*YOUR TASK*. Update the items from the line with "locate each warm" up to and including the final line of the items, replacing "pixel coordinates" with "absolute coordinates" and keeping everything else unchanged. Output only those lines.

*DATASET EXCERPTS*.
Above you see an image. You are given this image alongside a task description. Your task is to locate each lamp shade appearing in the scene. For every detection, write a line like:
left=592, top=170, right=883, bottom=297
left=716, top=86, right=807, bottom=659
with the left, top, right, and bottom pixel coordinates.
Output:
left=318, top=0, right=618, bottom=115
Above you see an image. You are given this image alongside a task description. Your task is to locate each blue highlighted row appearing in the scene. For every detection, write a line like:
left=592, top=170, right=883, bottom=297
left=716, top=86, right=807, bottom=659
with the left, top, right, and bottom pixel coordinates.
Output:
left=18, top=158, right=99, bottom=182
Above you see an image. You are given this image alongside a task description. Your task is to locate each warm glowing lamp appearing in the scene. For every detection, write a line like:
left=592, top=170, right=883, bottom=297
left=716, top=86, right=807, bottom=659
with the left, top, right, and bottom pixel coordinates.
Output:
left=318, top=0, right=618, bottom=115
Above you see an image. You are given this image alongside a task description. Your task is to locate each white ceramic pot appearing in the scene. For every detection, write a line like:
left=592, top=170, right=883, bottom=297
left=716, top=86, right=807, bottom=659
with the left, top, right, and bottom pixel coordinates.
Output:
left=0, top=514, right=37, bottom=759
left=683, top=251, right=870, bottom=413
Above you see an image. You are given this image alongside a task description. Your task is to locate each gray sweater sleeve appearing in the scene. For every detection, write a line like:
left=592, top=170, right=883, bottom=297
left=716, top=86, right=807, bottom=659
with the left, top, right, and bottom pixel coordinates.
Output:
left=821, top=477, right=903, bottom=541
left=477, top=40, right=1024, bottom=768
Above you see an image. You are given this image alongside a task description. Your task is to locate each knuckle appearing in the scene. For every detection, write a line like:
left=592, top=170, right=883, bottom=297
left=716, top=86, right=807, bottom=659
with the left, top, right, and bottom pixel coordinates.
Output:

*RESPONSE TO THIS TASK*.
Above you see an image. You are given this image alongside a task description. Your task is to locate each warm glowing lamp appearing in the scene. For every detection, write a line like:
left=592, top=170, right=883, bottom=297
left=716, top=86, right=807, bottom=659
with the left, top, right, and bottom absolute coordinates.
Output:
left=318, top=0, right=618, bottom=115
Above you see an image. You are given this image alongside a task description. Your task is to locate each white ceramic pot appearing in the scene. For every detection, write a line like:
left=592, top=170, right=883, bottom=297
left=716, top=86, right=807, bottom=659
with the left, top, right, and bottom absolute coordinates.
Output:
left=0, top=514, right=37, bottom=759
left=683, top=251, right=870, bottom=413
Above you see an image. You are given this image alongside a task description. Your task is to locate each gray sweater sleeve appearing in the scene. For every detection, write a line like:
left=592, top=170, right=883, bottom=297
left=716, top=86, right=807, bottom=659
with the left, top, right, and bottom absolute coordinates.
Output:
left=821, top=477, right=903, bottom=541
left=477, top=40, right=1024, bottom=768
Above you see an image. You are given this image alongside a task description. Your task is to locate each knuckle appearing in the scene. For every detection, write a line like:
left=592, top=170, right=883, bottom=297
left=716, top=86, right=807, bottom=659
with the left, top, right, and bottom absolute coordinates.
Output:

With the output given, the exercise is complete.